D.  Representations and Warranties of RPS

  RPS represents and warrants to the Fund that:

  1.     It is a corporation duly organized and existing and in
  good standing under the laws of Maryland.

  2.     It is duly qualified to carry on its business in
  Maryland.

  3.     It is empowered under applicable laws and by its
  charter and by-laws to enter into and perform this
  Agreement.

  4.     All requisite corporate proceedings have been taken to
  authorize it to enter into and perform this Agreement.

  5.     It has and will continue to have access to the
  necessary facilities, equipment and personnel to perform its
  duties and obligations under this Agreement.

  6.     It is registered with the Securities and Exchange
  Commission as a Transfer Agent pursuant to Section 17A of
  the '34 Act.

E.  Representations and Warranties of the Fund

  The Fund represents and warrants to RPS that:

  1.     It is a corporation or business trust duly organized
  and existing and in good standing under the laws of
  Maryland, or Massachusetts, as the case may be.

  2.     It is empowered under applicable laws and by its
  Articles of Incorporation or Declaration of Trust, as the
  case may be, and By-Laws to enter into and perform this
  Agreement.

  3.     All proceedings required by said Articles of
  Incorporation or Declaration of Trust, as the case may be,
  and By-Laws have been taken to authorize it to enter into
  and perform this Agreement.

  4.     It is an investment company registered under the Act.

  5.     A registration statement under the Securities Act of
  1933 ("the '33 Act") is currently effective and will remain
  effective, and appropriate state securities law filing have
  been made and will continue to be made, with respect to all
  shares of the Fund being offered for sale.

F.  Standard of Care/Indemnification

  Notwithstanding anything to the contrary in this Agreement:

  1.      RPS shall not be liable to the Fund for any act or
  failure to act by it or its agents or subcontractors on
  behalf of the Fund in carrying or attempting to carry out
  the terms and provisions of this Agreement provided RPS has
  acted in good faith and without negligence or willful
  misconduct and selected and monitored the performance of its
  agents and subcontractors with reasonable care.

  2.     The Fund shall indemnify and hold RPS harmless from and
  against all losses, costs, damages, claims, actions and
  expenses, including reasonable expenses for legal counsel,
  incurred by RPS resulting from: (i) any action or omission
  by RPS or its agents or subcontractors in the performance of
  their duties hereunder; (ii) RPS acting upon instructions
  reasonably believed by it to have been executed by a duly
  authorized officer of the Fund; or (iii) RPS acting upon
  information provided by the Fund in form and under policies
  agreed to by RPS and the Fund.  RPS shall not be entitled to
  such indemnification in respect of actions or omissions
  constituting negligence or willful misconduct of RPS or
  where RPS has not exercised reasonable care in selecting or
  monitoring the performance of its agents or subcontractors.

  3.     Except as provided in Article K of this Agreement, RPS
  shall indemnify and hold harmless the Fund from all losses,
  costs, damages, claims, actions and expenses, including
  reasonable expenses for legal counsel, incurred by the Fund
  resulting from negligence or willful misconduct of RPS or
  which result from RPS' failure to exercise reasonable care
  in selecting or monitoring the performance of its agents or
  subcontractors.  The Fund shall not be entitled to such
  indemnification in respect of actions or omissions
  constituting negligence or willful misconduct of such Fund
  or its agents or subcontractors; unless such negligence or
  misconduct is attributable to RPS.

^^^^

- Tasks to complete
(a) Write out everything from "RPS represents and" down to "into and perform this Agreement." in the agreement excerpt, switching "Maryland" to "Delaware".
(b) Please carry the agreement excerpt on past its final sentence.

^^^^

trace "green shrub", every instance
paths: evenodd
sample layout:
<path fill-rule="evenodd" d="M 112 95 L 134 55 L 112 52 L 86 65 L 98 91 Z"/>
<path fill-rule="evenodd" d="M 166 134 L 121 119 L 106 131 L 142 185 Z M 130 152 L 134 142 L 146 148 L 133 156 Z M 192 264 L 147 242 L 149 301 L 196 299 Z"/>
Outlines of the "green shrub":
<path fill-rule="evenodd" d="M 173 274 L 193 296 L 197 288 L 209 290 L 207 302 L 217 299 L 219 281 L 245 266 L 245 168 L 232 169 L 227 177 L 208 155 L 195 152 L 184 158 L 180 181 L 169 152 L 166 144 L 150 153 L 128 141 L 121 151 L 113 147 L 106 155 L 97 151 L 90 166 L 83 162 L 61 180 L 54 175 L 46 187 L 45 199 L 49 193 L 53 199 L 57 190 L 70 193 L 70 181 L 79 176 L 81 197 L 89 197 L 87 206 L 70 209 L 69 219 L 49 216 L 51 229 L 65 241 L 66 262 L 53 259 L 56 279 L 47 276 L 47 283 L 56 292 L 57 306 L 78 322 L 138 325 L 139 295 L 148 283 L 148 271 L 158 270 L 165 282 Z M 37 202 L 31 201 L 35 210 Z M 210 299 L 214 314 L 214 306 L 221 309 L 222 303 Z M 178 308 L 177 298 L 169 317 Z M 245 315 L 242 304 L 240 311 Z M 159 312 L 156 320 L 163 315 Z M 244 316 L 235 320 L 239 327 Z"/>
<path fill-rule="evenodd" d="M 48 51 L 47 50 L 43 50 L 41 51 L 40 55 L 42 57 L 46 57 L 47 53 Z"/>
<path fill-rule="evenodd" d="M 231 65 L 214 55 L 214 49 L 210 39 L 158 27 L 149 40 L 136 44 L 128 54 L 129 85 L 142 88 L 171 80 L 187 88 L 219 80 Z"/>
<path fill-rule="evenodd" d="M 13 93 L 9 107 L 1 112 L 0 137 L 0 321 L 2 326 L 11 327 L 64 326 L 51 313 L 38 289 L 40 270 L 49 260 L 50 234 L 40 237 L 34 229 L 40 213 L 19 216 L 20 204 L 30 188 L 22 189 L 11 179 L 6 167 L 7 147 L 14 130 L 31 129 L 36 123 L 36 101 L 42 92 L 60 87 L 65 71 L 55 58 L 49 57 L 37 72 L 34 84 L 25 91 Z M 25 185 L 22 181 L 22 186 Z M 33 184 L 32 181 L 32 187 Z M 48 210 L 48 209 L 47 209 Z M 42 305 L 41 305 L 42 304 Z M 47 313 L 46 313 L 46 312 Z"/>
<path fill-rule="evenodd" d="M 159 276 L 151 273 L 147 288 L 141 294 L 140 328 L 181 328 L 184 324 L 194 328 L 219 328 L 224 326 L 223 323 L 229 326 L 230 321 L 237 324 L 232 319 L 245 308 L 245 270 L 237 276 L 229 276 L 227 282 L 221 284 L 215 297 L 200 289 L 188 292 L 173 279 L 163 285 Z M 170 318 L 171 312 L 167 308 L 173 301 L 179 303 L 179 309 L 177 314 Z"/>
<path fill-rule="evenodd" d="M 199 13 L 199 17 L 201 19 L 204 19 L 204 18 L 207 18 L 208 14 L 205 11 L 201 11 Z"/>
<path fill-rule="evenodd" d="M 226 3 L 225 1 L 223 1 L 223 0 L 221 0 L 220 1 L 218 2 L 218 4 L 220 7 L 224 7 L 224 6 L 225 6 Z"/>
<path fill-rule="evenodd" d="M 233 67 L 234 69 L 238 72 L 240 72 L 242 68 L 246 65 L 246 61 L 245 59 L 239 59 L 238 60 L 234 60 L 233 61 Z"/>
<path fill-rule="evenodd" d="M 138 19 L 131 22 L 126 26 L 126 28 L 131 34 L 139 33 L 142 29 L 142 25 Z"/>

^^^^

- Answers provided
(a)
RPS represents and warrants to the Fund that:

  1.     It is a corporation duly organized and existing and in
  good standing under the laws of Delaware.

  2.     It is duly qualified to carry on its business in
  Delaware.

  3.     It is empowered under applicable laws and by its
  charter and by-laws to enter into and perform this
  Agreement.

  4.     All requisite corporate proceedings have been taken to
  authorize it to enter into and perform this Agreement.

(b)
  4.     In determining RPS' liability, an isolated error or
  omission will normally not be deemed to constitute
  negligence when it is determined that:

  o RPS had in place "appropriate procedures".
  o the employees responsible for the error or omission had
    been reasonably trained and were being appropriately
    monitored; and
  o the error or omission did not result from wanton or
    reckless conduct on the part of the employees.

  It is understood that RPS is not obligated to have in place
  separate procedures to prevent each and every conceivable
  type of error or omission.  The term "appropriate
  procedures" shall mean procedures reasonably designed to
  prevent and detect errors and omissions.  In determining the
  reasonableness of such procedures, weight will be given to
  such factors as are appropriate, including the prior
  occurrence of any similar errors or omissions when such
  procedures were in place and transfer agent industry
  standards in place at the time of the occurrence.

  5.     In the event either party is unable to perform its
  obligations under the terms of this Agreement because of
  acts of God, strikes or other causes reasonably beyond its
  control, such party shall not be liable to the other party
  for any loss, cost, damage, claims, actions or expense
  resulting from such failure to perform or otherwise from
  such causes.  

  6.     In order that the indemnification provisions contained
  in this Article F shall apply, upon the assertion of a claim
  for which either party may be required to indemnify the
  other, the party seeking indemnification shall promptly
  notify the other party of such assertion, and shall keep the
  other party advised with respect to all developments
  concerning such claim.  The party who may be required to
  indemnify shall have the option to participate with the
  party seeking indemnification in the defense of such claim,
  or to defend against said claim in its own name or in the
  name of the other party.  The party seeking indemnification
  shall in no case confess any claim or make any compromise in
  any case in which the other party may be required to
  indemnify it except with the other party's prior written
  consent.

  7.     Neither party to this Agreement shall be liable to the
  other party for consequential damages under any provision of
  this Agreement.

G.  Dual Interests

  It is understood that some person or persons may be
directors, officers, or shareholders of both RPS and the Fund and
that the existence of any such dual interest shall not affect the
validity of this Agreement or of any transactions hereunder
except as otherwise provided by a specific provision of
applicable law.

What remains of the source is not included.